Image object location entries
%%

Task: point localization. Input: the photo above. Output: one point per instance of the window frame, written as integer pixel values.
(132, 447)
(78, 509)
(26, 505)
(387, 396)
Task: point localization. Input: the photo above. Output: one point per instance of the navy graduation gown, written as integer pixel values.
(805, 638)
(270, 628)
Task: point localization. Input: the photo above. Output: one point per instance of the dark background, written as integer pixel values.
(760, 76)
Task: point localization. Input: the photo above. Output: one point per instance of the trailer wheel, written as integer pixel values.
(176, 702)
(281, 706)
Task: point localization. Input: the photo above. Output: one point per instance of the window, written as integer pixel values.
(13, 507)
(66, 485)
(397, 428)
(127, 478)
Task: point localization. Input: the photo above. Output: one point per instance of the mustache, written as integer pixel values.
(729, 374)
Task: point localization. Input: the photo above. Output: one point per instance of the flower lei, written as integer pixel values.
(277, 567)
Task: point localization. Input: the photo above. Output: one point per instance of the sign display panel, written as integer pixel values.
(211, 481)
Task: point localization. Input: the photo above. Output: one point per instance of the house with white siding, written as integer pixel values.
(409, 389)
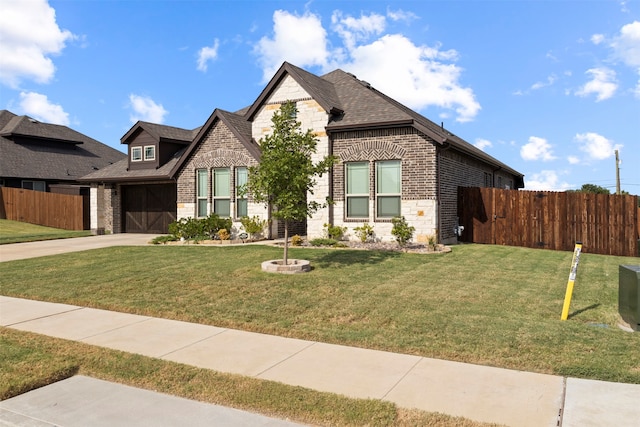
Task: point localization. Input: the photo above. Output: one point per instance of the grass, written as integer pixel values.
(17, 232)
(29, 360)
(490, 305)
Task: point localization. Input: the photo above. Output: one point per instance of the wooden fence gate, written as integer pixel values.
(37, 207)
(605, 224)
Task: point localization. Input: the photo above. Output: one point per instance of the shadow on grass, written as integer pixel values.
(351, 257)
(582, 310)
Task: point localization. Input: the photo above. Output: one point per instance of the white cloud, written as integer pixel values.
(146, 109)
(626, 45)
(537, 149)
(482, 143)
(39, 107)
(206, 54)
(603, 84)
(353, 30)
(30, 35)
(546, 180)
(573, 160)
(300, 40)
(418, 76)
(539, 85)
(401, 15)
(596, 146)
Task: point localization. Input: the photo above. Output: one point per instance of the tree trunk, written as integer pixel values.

%%

• **WHAT YOU WILL DO**
Rewrite the material from the line that contains "background, written as integer pixel values." through its final line, both included. Keep every line, the requests as well, and add 110 to each coordinate value in the answers. Leave the pictures out.

• **ANSWER FOR THIS EXERCISE**
Task: point localization. Input: the photo above. Output: one point per instance of the dark background, written as integer pixel values.
(870, 186)
Task: point localization. Input: the photo above. Output: one point per instance of the trailer wheel, written as integer pixel values.
(286, 812)
(391, 816)
Task: point localization. Input: the photo above. Output: one point per instance of the window, written as integer pixel values.
(123, 617)
(176, 595)
(507, 538)
(237, 588)
Task: point localization. Input: the photo above. Output: one point per instance of the mustache, written as integer pixel values.
(839, 484)
Task: point localization. Input: the photo above. Output: one point per instance of the flower lei, written as integer pixel values.
(387, 677)
Task: point localization. Input: the photo above. Output: one point per instance of the sign display panel, written as integer pixel values.
(321, 591)
Task: point localization. Input: the photo above. Output: one point per instance of the house with white siding, written as integer pixel values.
(519, 499)
Task: point localization. Input: the photo above. Output: one point per instance of the grass, written as integer pixel values.
(127, 342)
(139, 470)
(600, 415)
Task: point localization. Input: the photo above. Output: one point per instance of the wooden fence gate, written as integer pixel values.
(147, 317)
(715, 334)
Task: point localization. Input: the photo above. Output: one point per instance of the shadow on grass, written as integer pixel values.
(461, 367)
(692, 420)
Task: point localization. Input: the photo above. Output: one point per instance of the white cloud, written as integer pixel values.
(256, 219)
(736, 155)
(647, 259)
(592, 253)
(149, 217)
(316, 164)
(713, 194)
(463, 140)
(140, 145)
(656, 290)
(683, 270)
(410, 150)
(528, 186)
(649, 195)
(511, 125)
(706, 256)
Task: point localization. Input: the photo above. Output: one point per instance of the tree trunk, written as integer pixel values.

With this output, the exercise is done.